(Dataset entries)
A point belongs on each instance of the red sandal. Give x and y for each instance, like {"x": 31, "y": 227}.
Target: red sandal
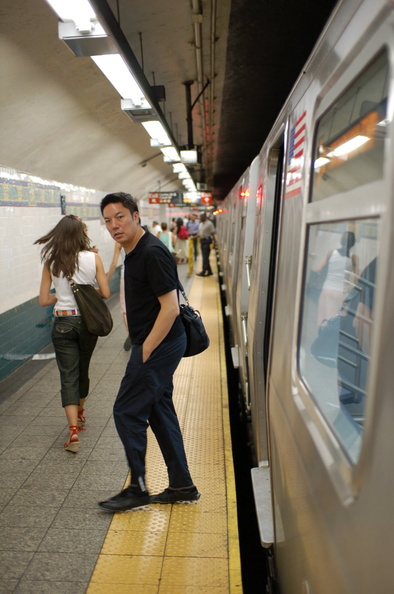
{"x": 72, "y": 444}
{"x": 81, "y": 416}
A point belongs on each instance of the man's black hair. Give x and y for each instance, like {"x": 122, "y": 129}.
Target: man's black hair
{"x": 126, "y": 199}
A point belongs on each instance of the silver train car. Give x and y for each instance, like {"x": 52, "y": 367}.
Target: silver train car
{"x": 305, "y": 249}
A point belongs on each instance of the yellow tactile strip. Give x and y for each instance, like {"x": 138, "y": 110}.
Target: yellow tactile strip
{"x": 184, "y": 548}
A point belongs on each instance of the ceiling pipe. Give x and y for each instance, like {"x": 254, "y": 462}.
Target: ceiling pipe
{"x": 211, "y": 115}
{"x": 197, "y": 25}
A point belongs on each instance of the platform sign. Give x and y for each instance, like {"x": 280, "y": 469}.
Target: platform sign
{"x": 165, "y": 198}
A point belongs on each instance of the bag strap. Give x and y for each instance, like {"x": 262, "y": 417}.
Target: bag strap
{"x": 182, "y": 290}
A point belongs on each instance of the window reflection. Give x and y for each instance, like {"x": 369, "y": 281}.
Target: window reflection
{"x": 350, "y": 136}
{"x": 337, "y": 323}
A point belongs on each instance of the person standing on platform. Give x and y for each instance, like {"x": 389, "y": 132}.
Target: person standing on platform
{"x": 66, "y": 254}
{"x": 206, "y": 234}
{"x": 156, "y": 228}
{"x": 192, "y": 229}
{"x": 158, "y": 344}
{"x": 167, "y": 238}
{"x": 119, "y": 251}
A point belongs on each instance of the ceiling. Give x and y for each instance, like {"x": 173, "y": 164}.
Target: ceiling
{"x": 61, "y": 119}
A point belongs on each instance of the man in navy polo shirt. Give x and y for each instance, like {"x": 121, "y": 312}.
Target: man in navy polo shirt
{"x": 158, "y": 343}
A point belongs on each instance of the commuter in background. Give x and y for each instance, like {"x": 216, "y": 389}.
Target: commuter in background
{"x": 342, "y": 270}
{"x": 206, "y": 234}
{"x": 180, "y": 241}
{"x": 119, "y": 252}
{"x": 167, "y": 238}
{"x": 66, "y": 255}
{"x": 192, "y": 230}
{"x": 158, "y": 344}
{"x": 156, "y": 228}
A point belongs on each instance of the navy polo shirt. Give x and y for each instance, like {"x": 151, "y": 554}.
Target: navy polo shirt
{"x": 149, "y": 272}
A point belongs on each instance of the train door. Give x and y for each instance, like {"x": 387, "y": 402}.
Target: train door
{"x": 330, "y": 390}
{"x": 262, "y": 287}
{"x": 242, "y": 281}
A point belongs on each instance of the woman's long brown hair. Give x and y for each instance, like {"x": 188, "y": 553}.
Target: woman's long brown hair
{"x": 62, "y": 245}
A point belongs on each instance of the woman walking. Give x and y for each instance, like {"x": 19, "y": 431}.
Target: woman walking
{"x": 66, "y": 256}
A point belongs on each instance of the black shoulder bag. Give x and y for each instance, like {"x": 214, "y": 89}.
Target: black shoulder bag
{"x": 197, "y": 337}
{"x": 94, "y": 310}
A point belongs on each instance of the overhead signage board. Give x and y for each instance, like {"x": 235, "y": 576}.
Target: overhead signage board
{"x": 165, "y": 198}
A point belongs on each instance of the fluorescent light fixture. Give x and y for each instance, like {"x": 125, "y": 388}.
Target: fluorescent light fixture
{"x": 158, "y": 134}
{"x": 189, "y": 156}
{"x": 178, "y": 167}
{"x": 78, "y": 11}
{"x": 116, "y": 70}
{"x": 349, "y": 146}
{"x": 170, "y": 153}
{"x": 320, "y": 162}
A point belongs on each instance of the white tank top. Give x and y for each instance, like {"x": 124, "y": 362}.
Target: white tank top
{"x": 339, "y": 269}
{"x": 85, "y": 275}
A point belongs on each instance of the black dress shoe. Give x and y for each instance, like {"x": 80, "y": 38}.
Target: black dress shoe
{"x": 127, "y": 499}
{"x": 176, "y": 495}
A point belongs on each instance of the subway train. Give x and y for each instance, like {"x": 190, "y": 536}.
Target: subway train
{"x": 305, "y": 245}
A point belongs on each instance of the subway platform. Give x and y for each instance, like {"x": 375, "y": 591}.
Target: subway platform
{"x": 53, "y": 535}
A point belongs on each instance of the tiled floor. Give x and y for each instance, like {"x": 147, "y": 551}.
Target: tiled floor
{"x": 53, "y": 536}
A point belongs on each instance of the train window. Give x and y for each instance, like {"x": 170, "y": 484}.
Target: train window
{"x": 337, "y": 323}
{"x": 350, "y": 136}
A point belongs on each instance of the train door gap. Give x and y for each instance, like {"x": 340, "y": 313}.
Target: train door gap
{"x": 254, "y": 563}
{"x": 275, "y": 170}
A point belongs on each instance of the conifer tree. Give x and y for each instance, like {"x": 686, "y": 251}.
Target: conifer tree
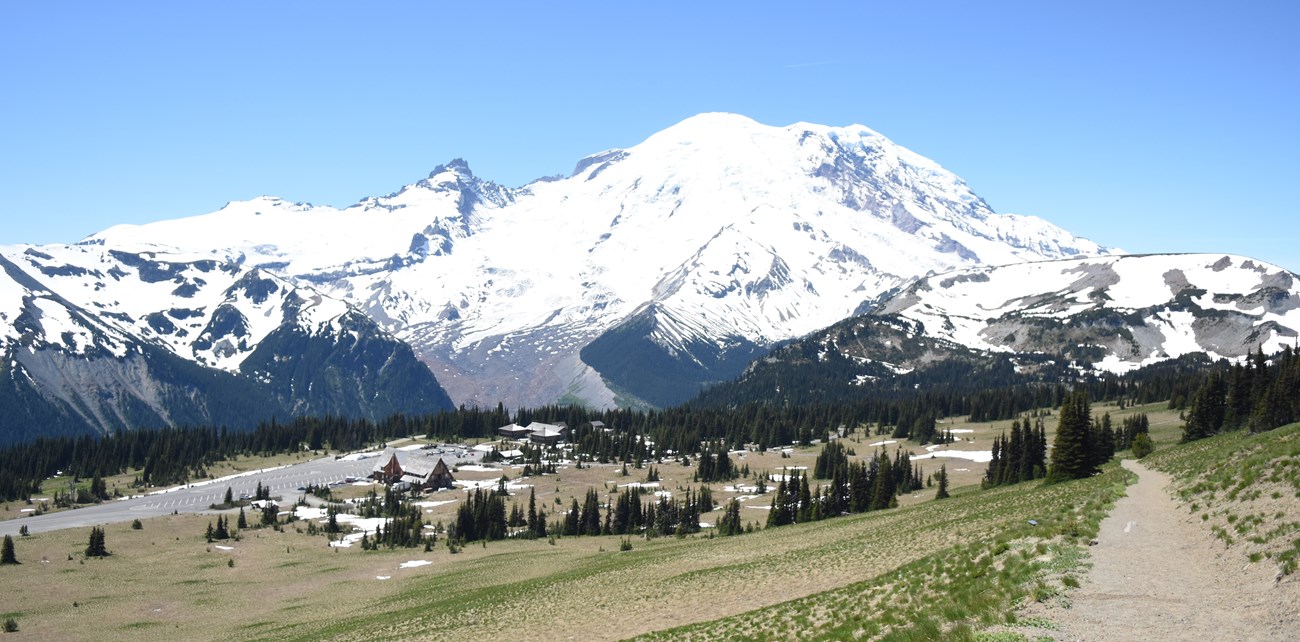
{"x": 96, "y": 547}
{"x": 1073, "y": 454}
{"x": 7, "y": 554}
{"x": 943, "y": 482}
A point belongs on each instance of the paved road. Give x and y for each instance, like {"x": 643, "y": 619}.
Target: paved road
{"x": 198, "y": 497}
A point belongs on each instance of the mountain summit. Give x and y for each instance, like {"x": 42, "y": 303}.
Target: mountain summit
{"x": 645, "y": 273}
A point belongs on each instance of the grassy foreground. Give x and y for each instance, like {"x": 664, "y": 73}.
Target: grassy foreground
{"x": 1244, "y": 487}
{"x": 911, "y": 572}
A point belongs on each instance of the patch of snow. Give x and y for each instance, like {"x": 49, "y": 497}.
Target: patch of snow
{"x": 980, "y": 456}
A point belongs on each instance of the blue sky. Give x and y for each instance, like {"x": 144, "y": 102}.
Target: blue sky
{"x": 1152, "y": 126}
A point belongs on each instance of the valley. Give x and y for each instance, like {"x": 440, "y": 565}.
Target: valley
{"x": 287, "y": 584}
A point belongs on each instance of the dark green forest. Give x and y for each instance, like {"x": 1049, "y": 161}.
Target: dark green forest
{"x": 1260, "y": 394}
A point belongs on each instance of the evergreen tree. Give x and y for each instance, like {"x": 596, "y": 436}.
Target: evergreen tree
{"x": 1208, "y": 410}
{"x": 1073, "y": 455}
{"x": 96, "y": 547}
{"x": 7, "y": 554}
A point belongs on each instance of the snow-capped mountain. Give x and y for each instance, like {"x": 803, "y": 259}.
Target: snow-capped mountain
{"x": 642, "y": 274}
{"x": 1118, "y": 312}
{"x": 99, "y": 339}
{"x": 1048, "y": 321}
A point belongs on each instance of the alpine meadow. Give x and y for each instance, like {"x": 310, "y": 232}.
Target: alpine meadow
{"x": 670, "y": 363}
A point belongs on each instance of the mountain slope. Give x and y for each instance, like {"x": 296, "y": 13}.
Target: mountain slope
{"x": 1123, "y": 311}
{"x": 698, "y": 248}
{"x": 102, "y": 339}
{"x": 1034, "y": 321}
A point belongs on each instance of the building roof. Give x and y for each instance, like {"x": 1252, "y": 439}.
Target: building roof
{"x": 412, "y": 463}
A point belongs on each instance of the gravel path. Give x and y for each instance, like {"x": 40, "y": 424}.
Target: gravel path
{"x": 1157, "y": 575}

Problem requirements:
Reproduce the entries above exactly, but only the lines between the line holding "A point belongs on each instance of the valley." and the line holding "A point belongs on each instance of the snow-capped", inclusive.

Expected answer:
A point belongs on each instance of the valley. Give x and y for each instance, like {"x": 440, "y": 565}.
Target: valley
{"x": 287, "y": 584}
A point belongs on each instance of the dark green forest. Give x and y for each instance, like {"x": 1049, "y": 161}.
Target: dark green forest
{"x": 1260, "y": 394}
A point belongs on each instance of the evergreen tree. Give x and y for each instance, like {"x": 596, "y": 436}.
Target: evergreen tree
{"x": 1208, "y": 410}
{"x": 1073, "y": 455}
{"x": 96, "y": 547}
{"x": 7, "y": 554}
A point belongs on each instance of the snow-capped mountain. Give x and y for each instance, like {"x": 803, "y": 259}.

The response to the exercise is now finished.